▶ [EXERCISE]
Rescale the coordinates in the stretch of records from the line containing "Wildlife-count tagging: point out every instance of the overcast" through the line containing "(1174, 283)": reproduce every line of that stretch in full, leaving the wording unchanged, but multiply each coordinate value by 1.15 and round it to a whole number, with halves rounding up.

▶ [GIVEN DATA]
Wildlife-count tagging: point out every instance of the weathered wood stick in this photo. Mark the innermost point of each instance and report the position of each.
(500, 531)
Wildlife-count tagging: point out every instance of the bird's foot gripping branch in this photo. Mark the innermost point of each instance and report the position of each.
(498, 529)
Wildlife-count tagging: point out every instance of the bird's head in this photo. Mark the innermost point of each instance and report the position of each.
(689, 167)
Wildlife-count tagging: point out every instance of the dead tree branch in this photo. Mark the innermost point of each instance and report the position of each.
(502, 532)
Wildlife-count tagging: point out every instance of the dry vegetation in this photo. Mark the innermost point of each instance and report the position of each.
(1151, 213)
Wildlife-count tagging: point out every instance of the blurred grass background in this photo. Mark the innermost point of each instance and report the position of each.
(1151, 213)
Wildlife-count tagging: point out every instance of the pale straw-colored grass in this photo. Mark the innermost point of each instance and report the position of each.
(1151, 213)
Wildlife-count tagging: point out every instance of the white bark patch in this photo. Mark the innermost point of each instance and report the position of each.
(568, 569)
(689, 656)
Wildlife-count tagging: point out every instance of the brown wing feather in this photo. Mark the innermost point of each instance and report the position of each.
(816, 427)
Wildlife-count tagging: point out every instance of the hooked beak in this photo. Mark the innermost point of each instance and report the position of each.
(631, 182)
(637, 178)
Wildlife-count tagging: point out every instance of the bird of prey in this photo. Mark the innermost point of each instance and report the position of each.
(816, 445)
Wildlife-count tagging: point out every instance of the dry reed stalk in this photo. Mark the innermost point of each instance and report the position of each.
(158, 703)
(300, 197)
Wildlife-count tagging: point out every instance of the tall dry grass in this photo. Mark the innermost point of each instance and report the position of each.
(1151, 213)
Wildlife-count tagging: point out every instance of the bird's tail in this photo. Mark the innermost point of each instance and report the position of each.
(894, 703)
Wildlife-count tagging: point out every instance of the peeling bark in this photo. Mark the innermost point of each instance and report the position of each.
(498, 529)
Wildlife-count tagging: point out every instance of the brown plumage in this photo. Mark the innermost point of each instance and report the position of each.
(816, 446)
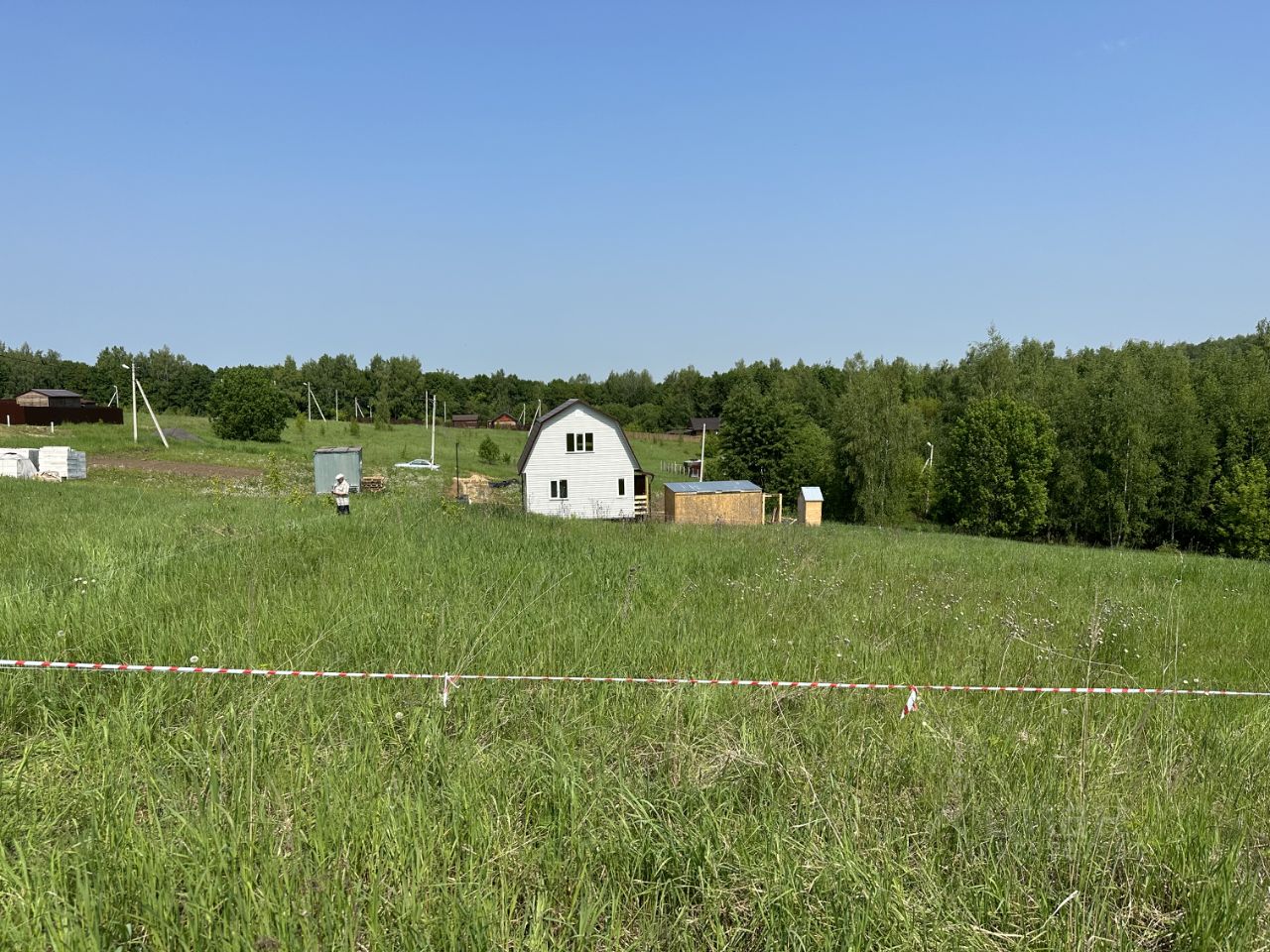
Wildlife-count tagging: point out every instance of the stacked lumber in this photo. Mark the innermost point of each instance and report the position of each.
(14, 466)
(33, 454)
(64, 462)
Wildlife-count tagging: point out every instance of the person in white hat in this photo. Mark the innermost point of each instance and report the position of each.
(340, 494)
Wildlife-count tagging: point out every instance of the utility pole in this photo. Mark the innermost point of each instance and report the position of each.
(929, 465)
(314, 400)
(136, 386)
(132, 367)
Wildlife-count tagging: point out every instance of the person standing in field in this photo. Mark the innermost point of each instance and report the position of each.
(340, 493)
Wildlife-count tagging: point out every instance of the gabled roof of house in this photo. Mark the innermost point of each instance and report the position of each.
(556, 412)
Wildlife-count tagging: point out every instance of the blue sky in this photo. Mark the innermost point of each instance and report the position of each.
(575, 186)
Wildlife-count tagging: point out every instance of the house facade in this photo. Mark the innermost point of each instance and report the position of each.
(576, 462)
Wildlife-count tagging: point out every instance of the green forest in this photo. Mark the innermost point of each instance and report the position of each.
(1148, 444)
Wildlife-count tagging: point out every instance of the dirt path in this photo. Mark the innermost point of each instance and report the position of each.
(116, 462)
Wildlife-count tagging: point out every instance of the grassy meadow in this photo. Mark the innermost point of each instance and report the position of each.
(195, 812)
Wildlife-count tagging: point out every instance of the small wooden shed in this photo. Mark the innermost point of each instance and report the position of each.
(331, 461)
(50, 398)
(715, 503)
(810, 502)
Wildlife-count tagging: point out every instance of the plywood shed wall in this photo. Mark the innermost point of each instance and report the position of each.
(714, 504)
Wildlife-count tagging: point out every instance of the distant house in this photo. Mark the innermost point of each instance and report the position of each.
(50, 398)
(578, 462)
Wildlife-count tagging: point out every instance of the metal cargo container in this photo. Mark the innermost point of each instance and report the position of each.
(331, 461)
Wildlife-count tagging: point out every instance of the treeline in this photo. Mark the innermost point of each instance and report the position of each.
(1147, 444)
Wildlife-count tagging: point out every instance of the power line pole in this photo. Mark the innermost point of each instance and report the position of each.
(132, 367)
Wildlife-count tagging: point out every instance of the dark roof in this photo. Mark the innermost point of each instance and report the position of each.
(556, 412)
(714, 486)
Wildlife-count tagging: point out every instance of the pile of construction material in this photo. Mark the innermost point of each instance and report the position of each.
(46, 462)
(17, 466)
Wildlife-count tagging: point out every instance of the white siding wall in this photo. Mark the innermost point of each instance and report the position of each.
(592, 476)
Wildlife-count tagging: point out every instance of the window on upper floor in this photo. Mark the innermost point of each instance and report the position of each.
(579, 442)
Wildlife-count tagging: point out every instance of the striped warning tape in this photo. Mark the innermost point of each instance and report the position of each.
(448, 680)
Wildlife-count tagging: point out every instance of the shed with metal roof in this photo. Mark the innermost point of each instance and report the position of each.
(50, 398)
(715, 503)
(331, 461)
(810, 502)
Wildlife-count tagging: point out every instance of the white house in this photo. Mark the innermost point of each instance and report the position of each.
(578, 462)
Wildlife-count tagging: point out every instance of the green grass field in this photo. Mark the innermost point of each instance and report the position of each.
(195, 812)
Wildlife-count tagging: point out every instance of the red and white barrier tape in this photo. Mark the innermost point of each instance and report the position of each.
(449, 680)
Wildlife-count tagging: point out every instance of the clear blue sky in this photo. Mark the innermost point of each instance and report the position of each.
(574, 186)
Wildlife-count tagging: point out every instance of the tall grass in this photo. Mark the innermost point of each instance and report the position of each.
(182, 812)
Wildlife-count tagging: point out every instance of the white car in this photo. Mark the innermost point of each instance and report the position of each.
(418, 465)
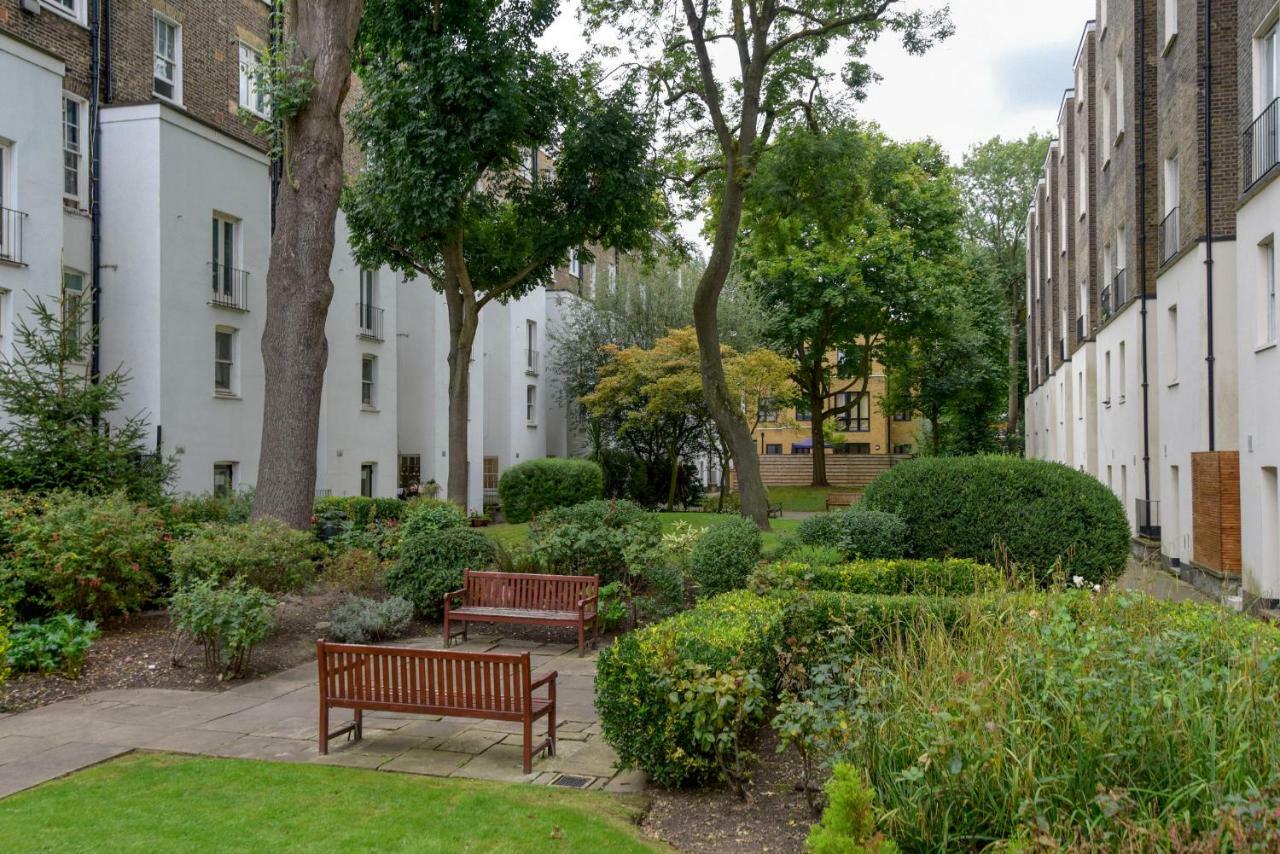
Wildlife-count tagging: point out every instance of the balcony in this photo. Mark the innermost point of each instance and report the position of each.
(231, 287)
(370, 320)
(12, 223)
(1261, 146)
(1170, 236)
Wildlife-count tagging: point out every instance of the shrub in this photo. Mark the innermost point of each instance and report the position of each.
(529, 488)
(594, 538)
(265, 553)
(432, 562)
(1043, 514)
(227, 621)
(357, 620)
(951, 578)
(725, 556)
(90, 556)
(1138, 715)
(56, 644)
(355, 571)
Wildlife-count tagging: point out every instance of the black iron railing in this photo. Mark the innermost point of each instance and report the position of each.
(1261, 145)
(370, 319)
(231, 287)
(12, 223)
(1170, 236)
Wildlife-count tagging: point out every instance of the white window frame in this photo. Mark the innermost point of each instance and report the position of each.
(232, 361)
(74, 149)
(176, 97)
(251, 99)
(369, 382)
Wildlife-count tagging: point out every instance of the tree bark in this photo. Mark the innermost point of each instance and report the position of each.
(464, 322)
(298, 290)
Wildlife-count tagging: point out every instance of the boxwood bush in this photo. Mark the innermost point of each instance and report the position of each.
(946, 578)
(1043, 514)
(534, 485)
(725, 556)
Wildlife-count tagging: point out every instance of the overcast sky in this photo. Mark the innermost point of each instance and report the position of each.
(1002, 73)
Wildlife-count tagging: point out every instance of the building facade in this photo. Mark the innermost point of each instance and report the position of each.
(129, 172)
(1164, 382)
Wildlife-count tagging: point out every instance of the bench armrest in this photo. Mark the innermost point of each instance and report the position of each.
(549, 679)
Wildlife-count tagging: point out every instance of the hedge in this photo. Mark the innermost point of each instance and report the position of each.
(531, 487)
(1047, 516)
(737, 630)
(946, 578)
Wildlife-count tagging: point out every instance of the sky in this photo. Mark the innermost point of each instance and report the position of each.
(1002, 73)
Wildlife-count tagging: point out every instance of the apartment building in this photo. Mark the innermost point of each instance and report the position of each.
(129, 172)
(1174, 283)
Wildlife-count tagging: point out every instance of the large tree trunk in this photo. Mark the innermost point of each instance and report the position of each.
(464, 322)
(298, 290)
(723, 407)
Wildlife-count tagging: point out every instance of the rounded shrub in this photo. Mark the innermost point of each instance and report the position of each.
(725, 556)
(265, 553)
(593, 538)
(432, 562)
(531, 487)
(1042, 515)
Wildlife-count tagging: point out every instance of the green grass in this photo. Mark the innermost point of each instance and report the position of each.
(510, 535)
(167, 803)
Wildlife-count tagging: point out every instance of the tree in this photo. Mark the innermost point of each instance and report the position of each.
(851, 243)
(307, 81)
(999, 179)
(458, 110)
(723, 115)
(62, 429)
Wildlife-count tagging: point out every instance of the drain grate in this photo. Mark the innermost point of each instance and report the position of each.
(572, 781)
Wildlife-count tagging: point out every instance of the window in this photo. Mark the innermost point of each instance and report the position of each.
(73, 149)
(1119, 97)
(224, 361)
(224, 479)
(368, 380)
(168, 60)
(531, 347)
(1270, 320)
(252, 99)
(223, 256)
(73, 309)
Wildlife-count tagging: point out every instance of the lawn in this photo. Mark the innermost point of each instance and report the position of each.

▶ [EXPECTED ANSWER]
Wildlife-count tagging: point out every instance of the overcast sky in this photo. Mark the innermost point of each instance and report the position of each.
(1152, 84)
Wildlife-count tagging: point out every instance of the building facade in this photo. Mark the innermost point of each instance and report the position of each.
(148, 198)
(1339, 439)
Wildlife-count tagging: point out every instance of the bench armrest in this photo. Mark the innermost point of each instance and report the position of each.
(631, 781)
Wildlife-count tagging: point out every instance of the hedge in this photo. Mark the innermost point of each instance and report the position of each.
(611, 560)
(1204, 593)
(848, 725)
(1088, 665)
Wildlife-count tagging: point out every instance of the sky in this photo. Mark the innermost point of each instance and report the position of each.
(1152, 84)
Wildlife-count tagging: point out every instance of the apartment building in this photo. Mark the innermost point of each instance and report the position of each.
(148, 198)
(1350, 325)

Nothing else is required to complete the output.